Problem statement
In the records below, the lines from the one containing "# point at: the straw" through the last are to be reproduced exactly and alone.
Top of Data for this exercise
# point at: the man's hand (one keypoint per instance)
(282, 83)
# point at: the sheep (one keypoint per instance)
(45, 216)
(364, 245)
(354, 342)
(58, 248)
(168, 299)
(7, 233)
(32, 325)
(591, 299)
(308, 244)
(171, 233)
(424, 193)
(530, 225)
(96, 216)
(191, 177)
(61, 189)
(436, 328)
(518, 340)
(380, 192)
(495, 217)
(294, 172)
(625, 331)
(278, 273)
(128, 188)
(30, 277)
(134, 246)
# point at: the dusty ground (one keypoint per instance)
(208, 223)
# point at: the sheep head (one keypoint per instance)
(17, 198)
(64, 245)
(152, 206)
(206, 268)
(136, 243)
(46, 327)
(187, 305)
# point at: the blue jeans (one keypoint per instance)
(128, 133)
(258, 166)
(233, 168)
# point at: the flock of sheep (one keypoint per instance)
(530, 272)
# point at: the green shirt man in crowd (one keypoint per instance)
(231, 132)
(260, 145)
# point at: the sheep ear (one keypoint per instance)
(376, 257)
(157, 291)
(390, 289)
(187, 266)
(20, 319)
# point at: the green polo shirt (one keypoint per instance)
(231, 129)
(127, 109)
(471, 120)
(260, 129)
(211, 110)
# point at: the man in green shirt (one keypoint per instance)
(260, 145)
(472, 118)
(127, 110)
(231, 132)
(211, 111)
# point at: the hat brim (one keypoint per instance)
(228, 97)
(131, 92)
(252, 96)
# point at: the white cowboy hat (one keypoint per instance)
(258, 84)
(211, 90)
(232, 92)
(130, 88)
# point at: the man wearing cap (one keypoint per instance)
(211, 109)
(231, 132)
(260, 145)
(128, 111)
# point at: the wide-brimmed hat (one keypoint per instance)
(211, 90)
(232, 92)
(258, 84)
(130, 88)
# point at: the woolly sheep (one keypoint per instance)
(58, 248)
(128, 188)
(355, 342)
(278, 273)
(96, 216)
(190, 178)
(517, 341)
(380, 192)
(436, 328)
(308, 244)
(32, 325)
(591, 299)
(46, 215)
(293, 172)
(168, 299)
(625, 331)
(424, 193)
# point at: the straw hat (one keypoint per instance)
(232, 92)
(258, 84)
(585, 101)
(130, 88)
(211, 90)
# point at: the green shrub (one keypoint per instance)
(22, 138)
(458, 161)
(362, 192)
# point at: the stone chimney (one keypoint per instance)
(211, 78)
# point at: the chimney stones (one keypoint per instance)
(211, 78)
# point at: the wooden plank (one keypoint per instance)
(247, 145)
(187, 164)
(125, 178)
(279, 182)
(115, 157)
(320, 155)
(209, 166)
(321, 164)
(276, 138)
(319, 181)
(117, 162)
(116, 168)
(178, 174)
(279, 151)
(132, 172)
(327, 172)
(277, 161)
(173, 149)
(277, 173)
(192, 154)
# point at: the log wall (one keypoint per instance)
Bottom of Data for this exercise
Answer to this exercise
# point at: the straw hat (one keypoint per instance)
(232, 92)
(258, 84)
(585, 101)
(130, 88)
(211, 90)
# point at: the green shrub (one keypoint per instance)
(22, 138)
(458, 161)
(362, 192)
# point at: the stone chimney (one keypoint per instance)
(211, 78)
# point at: the chimney stones (one keypoint per instance)
(211, 78)
# point at: the wooden plank (one keypoint per instance)
(247, 145)
(187, 164)
(125, 178)
(279, 182)
(115, 157)
(320, 155)
(209, 166)
(321, 164)
(276, 138)
(319, 181)
(117, 162)
(116, 168)
(178, 174)
(279, 151)
(132, 172)
(327, 172)
(277, 161)
(173, 149)
(277, 173)
(192, 154)
# point at: the log wall (one keypoint per instance)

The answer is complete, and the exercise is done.